Exercise requirements >>
Output the records precisely as they stand. Pictures are to be skipped.

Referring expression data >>
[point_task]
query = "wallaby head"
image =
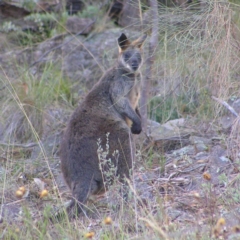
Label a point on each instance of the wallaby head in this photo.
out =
(130, 52)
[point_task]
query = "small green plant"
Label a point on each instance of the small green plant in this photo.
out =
(8, 27)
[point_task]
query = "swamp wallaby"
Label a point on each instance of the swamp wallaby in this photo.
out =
(110, 107)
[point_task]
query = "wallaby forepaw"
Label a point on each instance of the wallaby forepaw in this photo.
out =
(136, 128)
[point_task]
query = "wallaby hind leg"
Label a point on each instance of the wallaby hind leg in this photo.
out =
(82, 190)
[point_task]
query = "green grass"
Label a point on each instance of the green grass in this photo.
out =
(195, 59)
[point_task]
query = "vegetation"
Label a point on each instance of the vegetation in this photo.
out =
(197, 58)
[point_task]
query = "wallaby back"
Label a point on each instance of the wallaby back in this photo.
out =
(111, 107)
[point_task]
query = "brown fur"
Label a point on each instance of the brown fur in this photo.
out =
(111, 103)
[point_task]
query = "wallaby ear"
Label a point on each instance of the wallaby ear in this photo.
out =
(123, 42)
(139, 42)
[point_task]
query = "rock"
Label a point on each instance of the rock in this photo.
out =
(74, 6)
(228, 119)
(75, 25)
(197, 140)
(8, 11)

Task output >>
[point_task]
query = "wallaby head"
image =
Label a point on each instance of the wallaby head in this photo.
out =
(130, 52)
[point_task]
query = "small green plant"
Label a point on each instance of the small green plant in this photo.
out =
(8, 27)
[point_task]
query = "swamp wallaby"
Label a point on each instance of the swamp wallaby in this photo.
out =
(110, 107)
[point_task]
query = "wallaby forepaw"
Label a point on each instance of the wallaby forepaw in this photo.
out =
(136, 128)
[point_task]
query = "wallaby hind leg"
Label a point on each instance of the wallaby hind leg in this photo.
out =
(82, 190)
[point_task]
query = "green grass"
Label a point on each instance of the green grass in this photo.
out =
(195, 59)
[point_task]
query = "vegetation"
Label a point on each instance of the vegetation in this photo.
out =
(197, 58)
[point_task]
query = "wallaby back"
Label a point on each instance of the wallaby back in this photo.
out =
(111, 107)
[point_task]
query = "brown fur"
Label a point on each instance of the brown fur in this photo.
out =
(111, 103)
[point_task]
query = "wallaby ear"
Label a point on each instance of the wallaby ear in this photo.
out =
(123, 42)
(139, 42)
[point_task]
query = "rock"
Label a point on each instance of the rock in this photo.
out =
(74, 6)
(228, 119)
(75, 25)
(197, 140)
(8, 11)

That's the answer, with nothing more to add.